— Start of SOURCE DATA —
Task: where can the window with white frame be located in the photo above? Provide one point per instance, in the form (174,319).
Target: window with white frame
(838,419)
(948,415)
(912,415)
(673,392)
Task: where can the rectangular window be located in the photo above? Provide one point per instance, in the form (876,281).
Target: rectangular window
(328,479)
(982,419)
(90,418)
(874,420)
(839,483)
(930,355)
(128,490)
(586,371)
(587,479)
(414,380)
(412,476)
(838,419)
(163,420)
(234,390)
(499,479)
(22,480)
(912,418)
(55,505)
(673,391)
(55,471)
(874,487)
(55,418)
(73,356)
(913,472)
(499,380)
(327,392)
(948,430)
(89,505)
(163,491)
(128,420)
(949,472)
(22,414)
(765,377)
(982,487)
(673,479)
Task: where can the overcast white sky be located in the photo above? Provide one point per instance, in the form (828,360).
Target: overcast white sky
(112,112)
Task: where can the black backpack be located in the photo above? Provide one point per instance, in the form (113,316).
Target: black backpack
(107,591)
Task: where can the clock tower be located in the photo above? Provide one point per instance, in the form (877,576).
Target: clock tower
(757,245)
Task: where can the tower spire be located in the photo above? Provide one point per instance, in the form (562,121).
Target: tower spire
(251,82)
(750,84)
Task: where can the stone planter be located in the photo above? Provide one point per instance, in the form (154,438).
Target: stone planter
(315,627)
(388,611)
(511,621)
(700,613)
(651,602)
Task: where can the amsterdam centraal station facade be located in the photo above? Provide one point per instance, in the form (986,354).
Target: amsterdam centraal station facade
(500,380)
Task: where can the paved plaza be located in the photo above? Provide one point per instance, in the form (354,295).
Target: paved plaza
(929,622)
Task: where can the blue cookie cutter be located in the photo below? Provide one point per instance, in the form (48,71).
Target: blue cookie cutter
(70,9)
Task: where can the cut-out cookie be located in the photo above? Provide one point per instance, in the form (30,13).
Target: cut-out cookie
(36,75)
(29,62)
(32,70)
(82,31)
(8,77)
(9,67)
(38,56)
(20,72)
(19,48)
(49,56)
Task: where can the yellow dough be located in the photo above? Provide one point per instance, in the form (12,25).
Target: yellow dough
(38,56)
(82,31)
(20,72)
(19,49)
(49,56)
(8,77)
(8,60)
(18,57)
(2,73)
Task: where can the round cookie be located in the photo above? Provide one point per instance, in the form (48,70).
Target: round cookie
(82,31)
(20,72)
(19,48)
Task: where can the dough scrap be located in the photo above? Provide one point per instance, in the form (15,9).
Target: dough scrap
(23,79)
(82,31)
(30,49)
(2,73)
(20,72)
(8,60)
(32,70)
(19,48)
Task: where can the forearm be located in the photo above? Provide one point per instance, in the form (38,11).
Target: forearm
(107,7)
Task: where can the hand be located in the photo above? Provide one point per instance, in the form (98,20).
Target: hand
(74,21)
— End of SOURCE DATA —
# EXERCISE DESCRIPTION:
Update the listing by changing every "Provide" to "Give", leaving everything else unchanged.

# RESULT FOR THIS EXERCISE:
Task: where can the window with white frame be located in the photo above? Give one point per instance, in the form (174,319).
Target: window with white frame
(838,419)
(948,415)
(912,415)
(673,392)
Task: where can the rectangular window be located in the photo above? Give one point per instance, in the form (876,281).
Target: rectangular window
(328,479)
(982,419)
(90,418)
(874,420)
(839,483)
(930,355)
(128,490)
(586,371)
(587,479)
(414,380)
(412,476)
(838,419)
(163,420)
(234,390)
(499,479)
(22,480)
(912,418)
(55,505)
(673,391)
(55,471)
(874,487)
(55,418)
(73,356)
(913,472)
(499,380)
(327,392)
(948,430)
(89,505)
(163,491)
(128,420)
(949,472)
(22,414)
(765,377)
(982,487)
(673,479)
Task: where can the overcast white sky be located in the photo above? Give one point per instance, in the form (828,360).
Target: overcast white sky
(112,112)
Task: where can the black backpack be located in the photo above? Give one point per instance, in the form (113,316).
Target: black backpack
(107,591)
Task: where can the clock tower be located in the photo above? Give one point per instance, in the form (877,576).
Target: clock tower
(757,245)
Task: where can the tower spire be located in the photo above? Give one point per instance, in the form (562,121).
Target: tower spire
(251,82)
(750,84)
Task: where can the stone planter be located in the photo above? Give one point per instance, in the form (154,438).
Target: stone planter
(315,627)
(388,611)
(511,621)
(700,613)
(651,602)
Task: where can the amsterdam centraal station facade be located in the photo above? Give one point per instance, in the form (986,354).
Target: amsterdam centraal station facade
(500,380)
Task: where can the paved plaza be located in the photo above? Give one point per instance, in the form (354,295).
Target: paved plaza
(929,622)
Task: where can the blue cookie cutter be located in the photo below? Give one point per instance, in the form (48,71).
Target: blue cookie cutter
(70,9)
Task: where can the cut-out cookie be located in the photo above? Give one point per instance, in the form (30,13).
Target: cut-out cookie
(36,75)
(29,62)
(32,70)
(82,31)
(8,77)
(9,67)
(38,56)
(20,72)
(19,48)
(49,56)
Task: where can the yellow dough be located in the photo above? Give one point per instance, in the form (12,25).
Target: yellow dough
(38,56)
(82,31)
(20,72)
(19,49)
(49,56)
(8,77)
(8,60)
(18,57)
(2,73)
Task: where can the round cookie be located in the photo above? Give one point per instance, in the form (48,70).
Target: round cookie
(82,31)
(20,72)
(19,48)
Task: where can the dough scrap be located in the photo above? Give one point per instance, in the form (15,9).
Target: dough scrap
(23,79)
(82,31)
(30,49)
(2,73)
(20,72)
(8,60)
(32,70)
(19,48)
Task: where can the forearm be located in the photo above? Give one point per instance, in the form (38,11).
Target: forearm
(107,7)
Task: where can the hand be located in the photo above? Give one point per instance, in the form (98,20).
Target: hand
(74,21)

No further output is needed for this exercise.